- _Raw data_
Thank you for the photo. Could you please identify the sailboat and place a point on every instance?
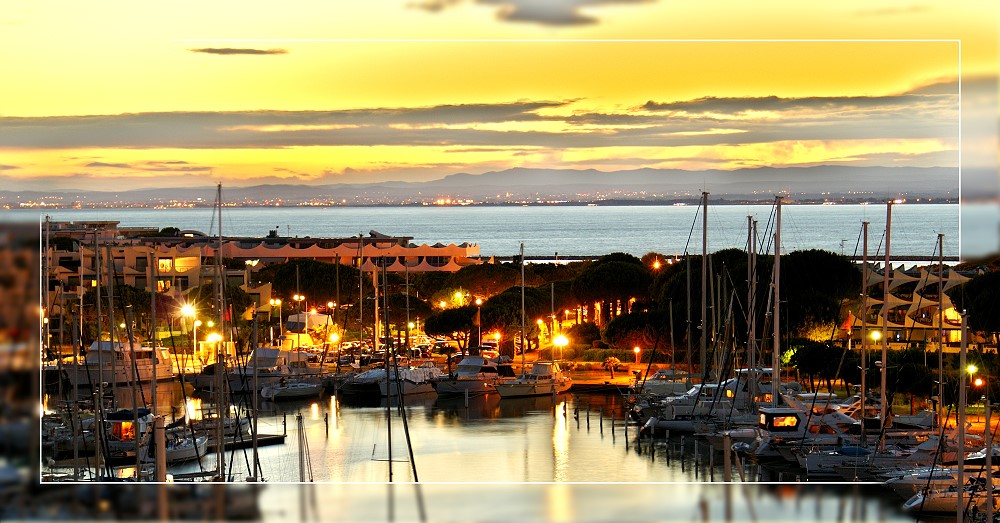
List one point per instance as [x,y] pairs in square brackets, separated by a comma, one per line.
[545,378]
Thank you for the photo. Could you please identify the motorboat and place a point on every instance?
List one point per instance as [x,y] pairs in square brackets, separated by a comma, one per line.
[545,378]
[291,390]
[411,380]
[119,363]
[665,382]
[475,374]
[178,448]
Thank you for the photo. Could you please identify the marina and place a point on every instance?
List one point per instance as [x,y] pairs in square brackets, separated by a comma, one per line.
[317,400]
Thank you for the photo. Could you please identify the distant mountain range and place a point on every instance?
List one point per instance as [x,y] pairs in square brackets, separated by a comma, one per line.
[523,184]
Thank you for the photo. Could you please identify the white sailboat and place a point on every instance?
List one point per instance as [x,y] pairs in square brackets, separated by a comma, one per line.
[119,363]
[545,379]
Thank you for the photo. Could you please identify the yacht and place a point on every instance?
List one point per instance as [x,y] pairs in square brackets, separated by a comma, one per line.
[545,378]
[475,374]
[119,363]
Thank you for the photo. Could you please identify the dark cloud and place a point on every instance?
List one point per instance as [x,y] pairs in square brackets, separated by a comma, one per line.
[231,50]
[153,166]
[544,12]
[109,165]
[929,111]
[737,105]
[434,6]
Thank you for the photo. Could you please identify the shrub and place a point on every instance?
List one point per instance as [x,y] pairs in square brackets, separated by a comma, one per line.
[584,333]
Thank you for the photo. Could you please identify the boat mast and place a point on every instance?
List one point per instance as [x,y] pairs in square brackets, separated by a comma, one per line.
[864,320]
[776,363]
[523,341]
[963,352]
[99,400]
[940,327]
[687,310]
[112,334]
[219,360]
[752,304]
[885,309]
[703,351]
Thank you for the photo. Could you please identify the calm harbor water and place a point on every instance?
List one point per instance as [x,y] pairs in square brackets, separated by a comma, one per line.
[525,459]
[568,230]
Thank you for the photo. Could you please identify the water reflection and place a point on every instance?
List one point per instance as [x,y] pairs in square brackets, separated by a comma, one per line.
[534,459]
[560,502]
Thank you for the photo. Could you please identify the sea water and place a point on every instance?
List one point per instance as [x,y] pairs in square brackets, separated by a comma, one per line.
[573,230]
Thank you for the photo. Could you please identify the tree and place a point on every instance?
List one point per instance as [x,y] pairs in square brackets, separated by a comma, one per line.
[650,330]
[484,280]
[502,313]
[610,363]
[455,324]
[317,280]
[814,283]
[612,283]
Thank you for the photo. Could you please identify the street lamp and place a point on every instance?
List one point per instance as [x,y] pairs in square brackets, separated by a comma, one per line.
[560,342]
[479,319]
[197,323]
[273,302]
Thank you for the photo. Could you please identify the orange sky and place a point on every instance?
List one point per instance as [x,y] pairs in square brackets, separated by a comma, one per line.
[318,92]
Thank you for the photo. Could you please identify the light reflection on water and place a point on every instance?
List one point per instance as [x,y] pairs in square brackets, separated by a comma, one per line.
[527,459]
[565,502]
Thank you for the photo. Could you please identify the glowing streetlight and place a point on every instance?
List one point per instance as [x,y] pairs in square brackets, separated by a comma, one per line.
[479,319]
[197,323]
[560,342]
[273,302]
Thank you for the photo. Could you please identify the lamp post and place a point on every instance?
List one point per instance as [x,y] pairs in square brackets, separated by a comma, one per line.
[560,342]
[273,302]
[196,324]
[479,319]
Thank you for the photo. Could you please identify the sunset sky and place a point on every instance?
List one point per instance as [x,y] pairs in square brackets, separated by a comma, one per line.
[126,95]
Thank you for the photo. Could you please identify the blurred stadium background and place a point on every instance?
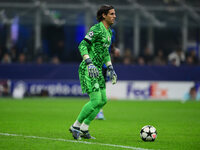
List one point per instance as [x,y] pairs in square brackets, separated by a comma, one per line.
[158,44]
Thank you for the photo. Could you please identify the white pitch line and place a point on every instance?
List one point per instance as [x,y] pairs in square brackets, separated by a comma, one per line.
[74,141]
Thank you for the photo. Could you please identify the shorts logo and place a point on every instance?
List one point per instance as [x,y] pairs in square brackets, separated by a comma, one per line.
[108,38]
[91,33]
[96,85]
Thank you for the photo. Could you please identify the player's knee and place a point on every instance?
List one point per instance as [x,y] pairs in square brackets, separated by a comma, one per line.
[96,103]
[103,102]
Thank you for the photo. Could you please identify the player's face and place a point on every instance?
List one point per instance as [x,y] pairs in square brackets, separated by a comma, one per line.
[110,17]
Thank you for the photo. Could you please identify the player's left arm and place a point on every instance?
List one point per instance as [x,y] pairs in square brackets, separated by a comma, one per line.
[110,70]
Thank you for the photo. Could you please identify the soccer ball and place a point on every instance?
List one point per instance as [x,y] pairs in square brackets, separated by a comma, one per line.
[148,133]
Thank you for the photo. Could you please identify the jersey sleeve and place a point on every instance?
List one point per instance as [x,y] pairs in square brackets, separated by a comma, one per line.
[89,39]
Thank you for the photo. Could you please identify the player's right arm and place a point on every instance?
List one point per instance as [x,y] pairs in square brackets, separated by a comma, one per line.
[84,48]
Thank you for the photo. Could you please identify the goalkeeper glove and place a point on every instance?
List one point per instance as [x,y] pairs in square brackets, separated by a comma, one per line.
[92,70]
[112,75]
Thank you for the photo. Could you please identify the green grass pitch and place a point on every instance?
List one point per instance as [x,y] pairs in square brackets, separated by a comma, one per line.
[48,119]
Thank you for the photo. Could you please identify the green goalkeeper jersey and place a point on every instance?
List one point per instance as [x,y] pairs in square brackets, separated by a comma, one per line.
[95,44]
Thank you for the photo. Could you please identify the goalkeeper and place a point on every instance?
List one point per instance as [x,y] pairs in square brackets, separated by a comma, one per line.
[94,51]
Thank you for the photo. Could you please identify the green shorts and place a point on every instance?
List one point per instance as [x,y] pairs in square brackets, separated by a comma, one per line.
[89,84]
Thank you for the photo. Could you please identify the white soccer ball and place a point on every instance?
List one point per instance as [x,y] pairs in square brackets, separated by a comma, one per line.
[148,133]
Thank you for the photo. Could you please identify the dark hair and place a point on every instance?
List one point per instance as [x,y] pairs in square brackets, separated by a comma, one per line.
[103,10]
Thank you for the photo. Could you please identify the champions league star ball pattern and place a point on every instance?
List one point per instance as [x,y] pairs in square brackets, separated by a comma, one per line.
[148,133]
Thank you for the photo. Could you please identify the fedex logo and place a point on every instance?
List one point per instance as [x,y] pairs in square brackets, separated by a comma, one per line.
[151,90]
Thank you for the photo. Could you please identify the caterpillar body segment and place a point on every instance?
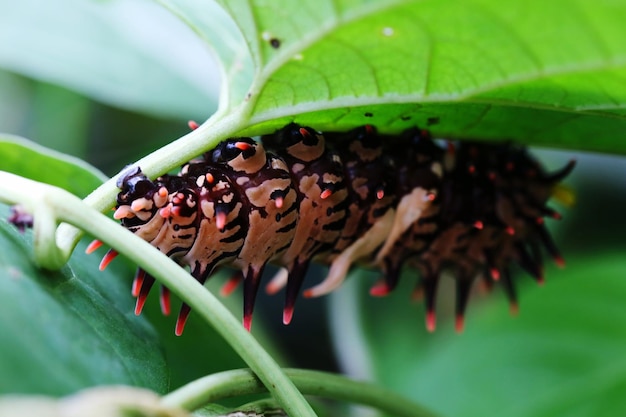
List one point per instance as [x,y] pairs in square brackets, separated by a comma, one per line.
[343,199]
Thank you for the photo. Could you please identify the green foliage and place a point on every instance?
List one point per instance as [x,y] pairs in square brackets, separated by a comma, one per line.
[67,330]
[23,157]
[542,73]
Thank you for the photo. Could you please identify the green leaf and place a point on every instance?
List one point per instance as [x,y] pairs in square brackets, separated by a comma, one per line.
[67,330]
[133,55]
[563,354]
[525,70]
[23,157]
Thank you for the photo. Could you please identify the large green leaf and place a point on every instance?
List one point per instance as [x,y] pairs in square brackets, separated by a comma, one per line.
[67,330]
[546,74]
[23,157]
[563,354]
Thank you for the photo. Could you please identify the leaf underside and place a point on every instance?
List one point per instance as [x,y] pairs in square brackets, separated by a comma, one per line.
[526,71]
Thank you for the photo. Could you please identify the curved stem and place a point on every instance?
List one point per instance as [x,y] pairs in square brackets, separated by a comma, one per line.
[56,204]
[243,381]
[171,156]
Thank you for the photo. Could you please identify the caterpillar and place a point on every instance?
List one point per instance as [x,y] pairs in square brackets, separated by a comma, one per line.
[342,199]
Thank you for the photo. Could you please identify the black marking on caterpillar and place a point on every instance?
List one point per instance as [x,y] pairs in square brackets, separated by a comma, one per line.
[380,201]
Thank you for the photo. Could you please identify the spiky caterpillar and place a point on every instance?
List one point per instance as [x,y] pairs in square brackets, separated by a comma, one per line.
[380,201]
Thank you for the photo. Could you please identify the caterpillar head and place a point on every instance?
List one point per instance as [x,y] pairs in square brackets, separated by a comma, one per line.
[239,154]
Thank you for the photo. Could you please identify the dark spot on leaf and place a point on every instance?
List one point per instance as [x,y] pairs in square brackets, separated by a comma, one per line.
[432,121]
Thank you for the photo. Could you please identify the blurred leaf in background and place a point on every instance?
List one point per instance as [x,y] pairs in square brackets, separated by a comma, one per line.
[109,81]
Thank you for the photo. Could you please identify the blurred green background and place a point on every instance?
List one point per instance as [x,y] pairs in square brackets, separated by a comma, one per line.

- _Problem to work on_
Render the data as a Markdown table with the columns Row and Line, leaving out blank lines. Begin with the line that contains "Thank you for the photo. Could you please identify the large" and continue through the end of the data, including only those lines.

- _Complete response_
| Row | Line |
|---|---|
| 1 | Thank you for the photo. Could you please identify the large green leaf and place a point on every instance? |
| 2 | List one point per instance as [x,y] pairs in square brackets, separated by a comma, one per line. |
| 3 | [67,330] |
| 4 | [546,74] |
| 5 | [23,157] |
| 6 | [563,354] |
| 7 | Thank you for the photo. Could you please identify the leaf underside and place a point on every instance? |
| 8 | List one point per instance as [x,y] pairs in square brackets, separated by a comma, one per line. |
| 9 | [526,71] |
| 10 | Thank you for the photo. Could you please identify the curved stem and place a point on every instance? |
| 11 | List one point per instance as [x,y] pairs in square brackets, separated by a comma, one per line. |
| 12 | [56,204] |
| 13 | [243,381] |
| 14 | [171,156] |
| 15 | Thank you for the photo. Could you please identify the caterpillar and place a point on every instance? |
| 16 | List one point per instance as [x,y] pairs in square brackets, separated by a comma, one per line. |
| 17 | [342,199] |
| 18 | Thank you for the photo. Could you please identify the black marking on caterpillar and place a point on every instance? |
| 19 | List one point per instance as [x,y] pairs in square brackets, separated by a comma, one per line. |
| 20 | [380,201] |
| 21 | Thank you for the photo. Could you please identify the spiky caterpillar and place a point on every instance? |
| 22 | List one point per instance as [x,y] pairs in square brackets, separated by a comma, one per line. |
| 23 | [380,201] |
| 24 | Thank you for the photo. Could you please identify the caterpillar head and place a point on every instance? |
| 25 | List one point per instance as [x,y] pairs in square brackets, separated by a comma, one per line. |
| 26 | [239,154] |
| 27 | Thank you for the photo. Could you please identify the dark spot on leaf and place a point on every instance? |
| 28 | List one point per instance as [x,y] pairs in square brackets, separated by a comma, one per line. |
| 29 | [432,121] |
| 30 | Thank you for the photo. Could you please identify the blurred leaf in background and place a point on every instance? |
| 31 | List one point per instance as [x,y] pairs in square brackets, separated by a comma, one per line. |
| 32 | [109,81] |
| 33 | Thank you for the photo. Could you please identify the blurred green background and place a point on every instance? |
| 34 | List one point per instance as [x,y] pairs in square brackets, separated by a comma, one per line. |